# Passage for review:
──────────────────────────────

Purpose of the Study:

  • To develop a method for organizing multiple nanodiscs (NDs) with spatial control.
  • To extend the utility of NDs by integrating them with DNA origami nanostructures.
  • To create platforms for studying complex protein-lipid and protein-protein interactions.

Main Methods:

  • Nanodiscs (NDs) were constructed using DNA-anchor amphiphiles.
  • Precise placement of NDs onto DNA origami scaffolds was achieved through hybridization.
  • Four distinct tethering strategies were explored and validated for ND organization.
  • Electron microscopy was used to confirm the geometric arrangement of NDs on origami.

Main Results:

  • Successful programming of nanodiscs (NDs) into various geometric patterns on DNA origami.
  • Demonstrated precise and specific placement of NDs via DNA hybridization.

──────────────────────────────

Excerpts from a dataset:
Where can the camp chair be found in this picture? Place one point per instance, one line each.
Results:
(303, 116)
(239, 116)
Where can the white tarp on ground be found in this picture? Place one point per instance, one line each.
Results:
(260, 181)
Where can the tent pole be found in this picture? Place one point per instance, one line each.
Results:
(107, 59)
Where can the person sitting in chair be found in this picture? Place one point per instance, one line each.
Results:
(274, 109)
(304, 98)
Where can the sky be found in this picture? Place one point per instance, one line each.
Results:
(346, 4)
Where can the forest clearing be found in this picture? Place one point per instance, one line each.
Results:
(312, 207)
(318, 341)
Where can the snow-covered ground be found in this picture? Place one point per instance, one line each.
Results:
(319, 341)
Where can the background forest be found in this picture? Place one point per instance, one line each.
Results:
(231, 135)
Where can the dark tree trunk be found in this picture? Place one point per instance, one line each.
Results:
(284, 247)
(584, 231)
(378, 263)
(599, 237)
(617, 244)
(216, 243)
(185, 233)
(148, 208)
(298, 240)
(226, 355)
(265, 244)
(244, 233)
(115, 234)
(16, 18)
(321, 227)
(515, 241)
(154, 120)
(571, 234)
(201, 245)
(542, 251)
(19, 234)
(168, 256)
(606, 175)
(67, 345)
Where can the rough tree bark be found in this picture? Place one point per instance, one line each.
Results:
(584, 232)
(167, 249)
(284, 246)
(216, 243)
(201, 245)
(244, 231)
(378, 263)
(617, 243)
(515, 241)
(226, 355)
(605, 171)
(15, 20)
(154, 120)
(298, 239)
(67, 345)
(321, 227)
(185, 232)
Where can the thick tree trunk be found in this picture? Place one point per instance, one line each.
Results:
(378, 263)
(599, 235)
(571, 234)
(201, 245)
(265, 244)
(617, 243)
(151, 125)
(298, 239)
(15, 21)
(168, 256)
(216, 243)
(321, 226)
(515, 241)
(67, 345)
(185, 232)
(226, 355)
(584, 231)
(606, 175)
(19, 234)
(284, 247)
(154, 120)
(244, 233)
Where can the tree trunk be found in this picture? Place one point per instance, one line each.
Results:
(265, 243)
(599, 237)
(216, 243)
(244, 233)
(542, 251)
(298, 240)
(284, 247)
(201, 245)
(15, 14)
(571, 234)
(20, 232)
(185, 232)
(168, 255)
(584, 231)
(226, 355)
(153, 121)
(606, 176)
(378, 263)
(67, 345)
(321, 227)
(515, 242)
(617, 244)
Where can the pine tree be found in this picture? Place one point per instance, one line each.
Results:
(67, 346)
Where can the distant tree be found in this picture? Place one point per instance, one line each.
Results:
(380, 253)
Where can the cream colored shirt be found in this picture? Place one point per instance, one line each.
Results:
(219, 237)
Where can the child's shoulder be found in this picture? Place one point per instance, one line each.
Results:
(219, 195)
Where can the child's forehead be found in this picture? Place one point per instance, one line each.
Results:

──────────────────────────────

# What to do:
a – Answer these questions from the nanodisc study summary, one per line:
(i) What were the nanodiscs constructed with?
(ii) How many tethering strategies were explored for organizing the nanodiscs?
(iii) Which technique confirmed the geometric arrangement of the nanodiscs on the origami?
b – Continue the nanodisc study summary from its last line.
The records are separate material and are not part of the nanodisc study summary.

# Task-by-task answers:
a –
(i) DNA-anchor amphiphiles
(ii) Four
(iii) Electron microscopy

b –
  • Validated four different strategies for tethering nanodiscs to DNA nanostructures.
  • Electron microscopy confirmed the successful formation of ND ensembles with controlled arrangements.

Conclusions:

  • Organizing nanodiscs (NDs) on DNA origami provides a powerful new platform for membrane biophysics research.
  • This method enables spatial control over nanodisc arrangements, facilitating the study of molecular interactions.
  • The developed technique overcomes previous limitations, expanding the applications of nanodiscs in studying protein-lipid and protein-protein interactions.